## [Texto proporcionado]
****************************************

Tachado de sobreexplicativo y con excesiva tendencia a la rimbombancia narrativa, Nolan realiza un ejercicio de contención debido a la naturaleza de la propia historia. No se interesa especialmente en dar trasfondo a los personajes o modelar empatía con flashbacks o insertos de diálogos dramáticos que frenen la acción, pues en esta contienda no hay descanso ni tiempo para la verborrea. No es Hasta el último hombre; no hay un Desmond Doss, no hay una figura heroica sobre la que pivoten el resto de personajes. Puede resultar frío, pero es una decisión deliberada. Nolan no quiere poner el foco de atención en un único soldado sino relatar los hechos del milagro de Dunkerque, que pusieron los cimientos de la victoria en la Segunda Guerra Mundial, y la enorme muestra de valor y sacrificio desplegada por tierra, mar y aire. De ahí la decisión de poner en pantalla un plantel de caras poco conocidas para el gran público, a excepción de Tom Hardy, Kenneth Branagh, Cillian Murphy o el ‘directioner’ Harry Styles; ni siquiera el enemigo goza de rostro, con la intención de no quitarle ni un ápice de protagonismo a los acontecimientos. Hablamos de una película prácticamente muda en la que Nolan se expresa con la cámara, demostrando que aparte de un narrador prodigioso es un director excepcional que en este film hace alarde de una técnica depurada. Cada encuadre rezuma la belleza y perfección de una obra pictórica de David Friedrich y en contadas ocasiones se han utilizado con tanta maestría el sonido, el fuera de campo y la profundidad como en esa magistral secuencia inicial de la playa asolada por las bombas o en esa imagen de Kenneth Branagh cercana al final, con las lágrimas perlando sus ojos y la esperanza a punto de hundirse con los últimos restos del espigón.

****************************************

## [Datos proporcionados]
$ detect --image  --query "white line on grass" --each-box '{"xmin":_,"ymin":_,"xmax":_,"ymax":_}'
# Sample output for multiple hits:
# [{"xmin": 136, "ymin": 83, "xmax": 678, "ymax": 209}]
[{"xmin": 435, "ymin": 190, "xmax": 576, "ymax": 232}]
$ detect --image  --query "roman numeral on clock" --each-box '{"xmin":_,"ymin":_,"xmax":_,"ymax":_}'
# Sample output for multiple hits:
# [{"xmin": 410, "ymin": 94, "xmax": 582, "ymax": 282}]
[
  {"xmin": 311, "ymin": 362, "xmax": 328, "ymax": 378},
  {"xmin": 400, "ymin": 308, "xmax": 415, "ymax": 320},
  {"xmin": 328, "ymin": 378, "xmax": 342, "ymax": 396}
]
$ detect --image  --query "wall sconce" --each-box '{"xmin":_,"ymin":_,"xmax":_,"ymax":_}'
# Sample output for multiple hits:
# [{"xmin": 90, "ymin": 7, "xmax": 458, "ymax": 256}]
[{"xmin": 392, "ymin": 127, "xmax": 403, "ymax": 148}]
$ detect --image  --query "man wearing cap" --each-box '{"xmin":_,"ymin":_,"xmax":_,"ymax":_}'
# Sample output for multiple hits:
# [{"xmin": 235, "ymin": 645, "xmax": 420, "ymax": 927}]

****************************************

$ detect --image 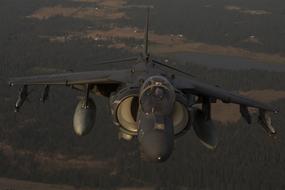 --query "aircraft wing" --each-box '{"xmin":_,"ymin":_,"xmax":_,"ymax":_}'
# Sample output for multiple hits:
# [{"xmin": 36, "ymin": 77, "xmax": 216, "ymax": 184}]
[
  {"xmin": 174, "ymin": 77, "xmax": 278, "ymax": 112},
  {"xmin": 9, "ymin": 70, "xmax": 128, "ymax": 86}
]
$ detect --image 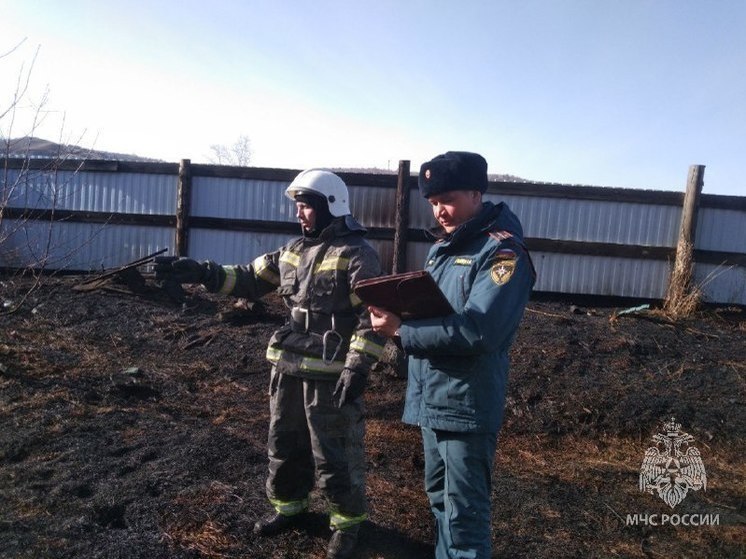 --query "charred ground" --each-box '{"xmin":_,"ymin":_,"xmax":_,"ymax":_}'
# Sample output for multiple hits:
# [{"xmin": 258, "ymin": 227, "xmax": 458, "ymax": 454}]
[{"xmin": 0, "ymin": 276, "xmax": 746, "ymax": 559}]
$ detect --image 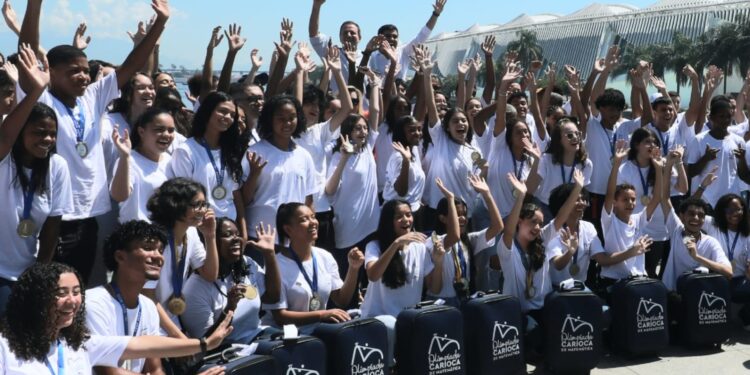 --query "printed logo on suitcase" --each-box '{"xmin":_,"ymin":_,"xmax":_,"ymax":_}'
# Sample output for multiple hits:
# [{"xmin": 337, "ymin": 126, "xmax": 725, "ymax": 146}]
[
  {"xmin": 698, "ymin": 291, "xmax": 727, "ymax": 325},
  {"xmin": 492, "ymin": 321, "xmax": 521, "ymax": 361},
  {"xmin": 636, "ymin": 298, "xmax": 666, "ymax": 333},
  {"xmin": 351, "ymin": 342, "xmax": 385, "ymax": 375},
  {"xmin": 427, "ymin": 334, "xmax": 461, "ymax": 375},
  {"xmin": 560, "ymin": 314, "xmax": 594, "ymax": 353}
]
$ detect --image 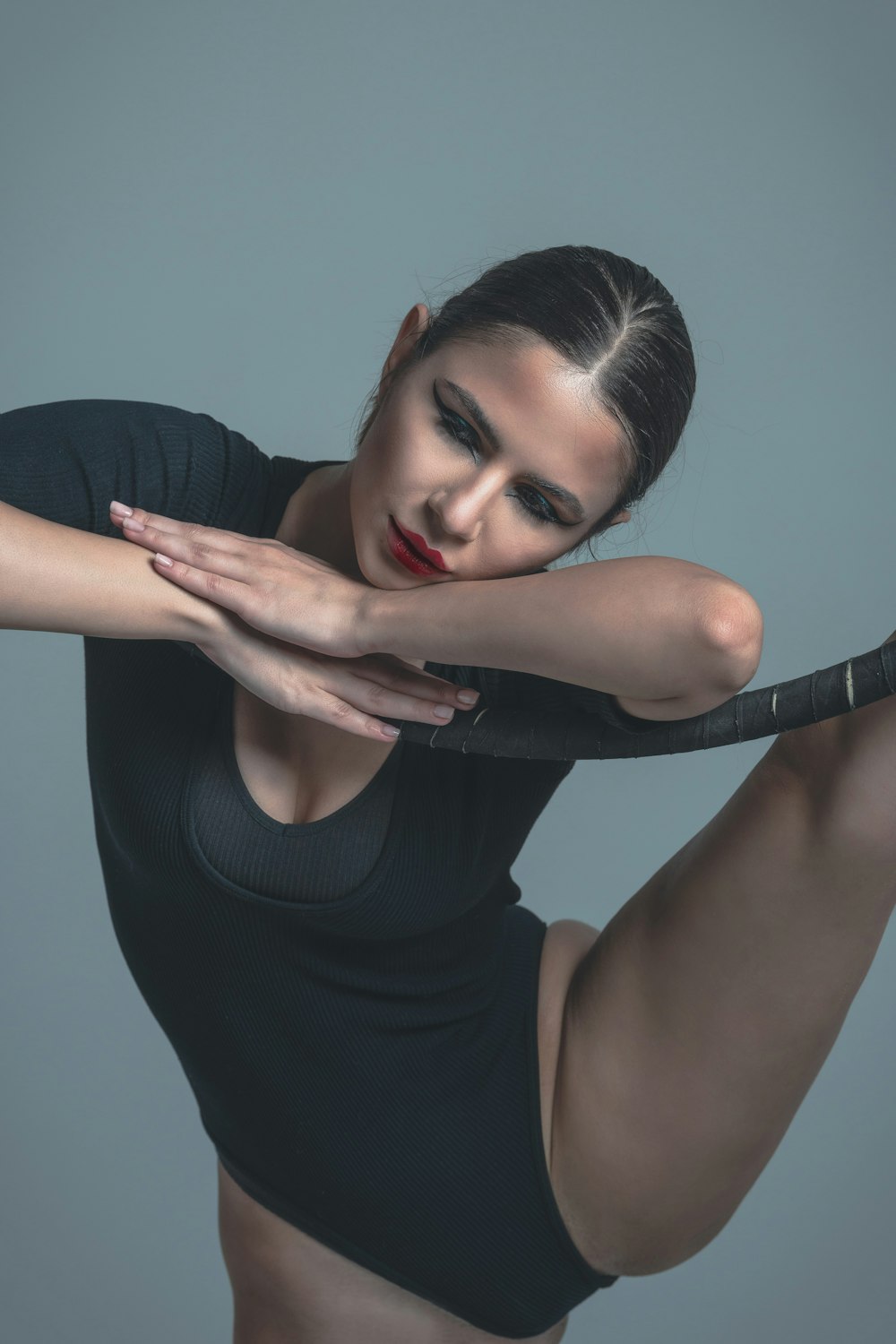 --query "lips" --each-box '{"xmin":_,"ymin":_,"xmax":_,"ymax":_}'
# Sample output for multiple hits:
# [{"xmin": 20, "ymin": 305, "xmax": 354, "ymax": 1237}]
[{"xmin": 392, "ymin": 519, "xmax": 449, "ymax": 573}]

****************************************

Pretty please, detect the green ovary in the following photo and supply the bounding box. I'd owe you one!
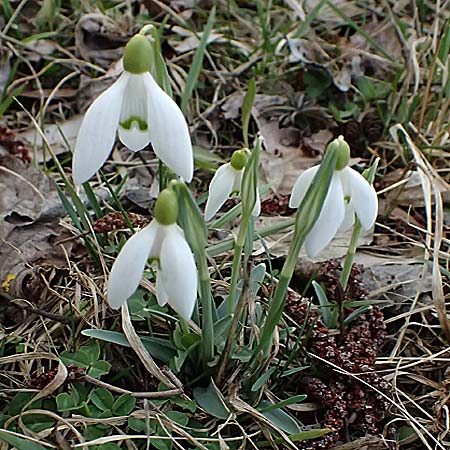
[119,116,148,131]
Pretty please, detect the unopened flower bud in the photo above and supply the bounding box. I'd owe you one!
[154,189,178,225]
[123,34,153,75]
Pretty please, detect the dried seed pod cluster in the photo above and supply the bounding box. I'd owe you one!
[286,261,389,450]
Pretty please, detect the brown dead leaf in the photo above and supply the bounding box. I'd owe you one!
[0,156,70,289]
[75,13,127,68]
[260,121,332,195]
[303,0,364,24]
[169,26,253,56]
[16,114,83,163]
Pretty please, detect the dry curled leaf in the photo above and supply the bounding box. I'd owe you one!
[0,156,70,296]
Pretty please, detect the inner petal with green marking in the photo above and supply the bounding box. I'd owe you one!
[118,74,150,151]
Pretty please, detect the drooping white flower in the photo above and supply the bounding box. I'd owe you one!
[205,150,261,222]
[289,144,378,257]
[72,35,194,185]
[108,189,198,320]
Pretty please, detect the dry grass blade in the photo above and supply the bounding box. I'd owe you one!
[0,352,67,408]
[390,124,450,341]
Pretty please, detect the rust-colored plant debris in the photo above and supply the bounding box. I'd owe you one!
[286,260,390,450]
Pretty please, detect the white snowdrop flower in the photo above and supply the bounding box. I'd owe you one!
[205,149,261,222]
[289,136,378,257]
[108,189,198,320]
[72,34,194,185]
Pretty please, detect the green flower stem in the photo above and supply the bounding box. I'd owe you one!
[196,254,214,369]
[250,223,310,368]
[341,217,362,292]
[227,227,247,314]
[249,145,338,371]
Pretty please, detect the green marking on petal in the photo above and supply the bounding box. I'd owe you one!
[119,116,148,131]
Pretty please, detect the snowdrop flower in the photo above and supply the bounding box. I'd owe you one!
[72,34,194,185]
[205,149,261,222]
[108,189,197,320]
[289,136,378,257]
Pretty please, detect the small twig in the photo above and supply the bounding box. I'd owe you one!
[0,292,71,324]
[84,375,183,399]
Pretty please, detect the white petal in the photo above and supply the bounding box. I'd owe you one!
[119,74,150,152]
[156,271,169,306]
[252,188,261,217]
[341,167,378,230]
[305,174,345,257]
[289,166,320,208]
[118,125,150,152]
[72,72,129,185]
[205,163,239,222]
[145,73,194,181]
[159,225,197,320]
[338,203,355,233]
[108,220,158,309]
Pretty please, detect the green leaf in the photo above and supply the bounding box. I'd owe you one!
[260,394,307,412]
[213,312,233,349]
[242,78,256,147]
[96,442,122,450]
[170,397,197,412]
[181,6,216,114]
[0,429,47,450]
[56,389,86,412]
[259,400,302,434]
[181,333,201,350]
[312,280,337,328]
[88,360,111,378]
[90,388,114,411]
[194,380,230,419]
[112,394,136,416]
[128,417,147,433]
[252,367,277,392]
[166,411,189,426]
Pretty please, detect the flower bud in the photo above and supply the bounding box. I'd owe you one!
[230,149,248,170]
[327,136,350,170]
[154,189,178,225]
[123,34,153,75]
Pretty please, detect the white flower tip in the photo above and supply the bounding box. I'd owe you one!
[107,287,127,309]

****************************************

## [Trabajo requerido]
Escribe la continuación del texto sobre la película de Nolan acerca de Dunkerque, empezando después de su última oración.

## [Respuesta]
Dunkerque es una obra maestra del cine bélico y una auténtica experiencia inmersiva. Nolan saca al espectador de la seguridad de su butaca y durante ciento siete minutos le hace sentir el tacto áspero de la arena tras agacharse ante el retumbar de las bombas, resquebrajarse emocionalmente por la pérdida de la moralidad y la humanidad en tiempos de guerra o recuperar la esperanza al ver a soldados sintiéndose deshonrados después de haber dado su vida en pos de la paz y de su hogar. En uno de los últimos instantes de la película, un hombre ciego le dice a uno de los soldados dos palabras, tan reconfortantes como reveladoras: “Bien hecho”. El soldado, desbordando humildad, responde: “Todo lo que hicimos fue sobrevivir”. Y el ciego contesta, lacónicamente: “Eso es suficiente”. Pocas veces un diálogo ha escondido tanta verdad: en las playas de Dunkerque la supervivencia fue una victoria.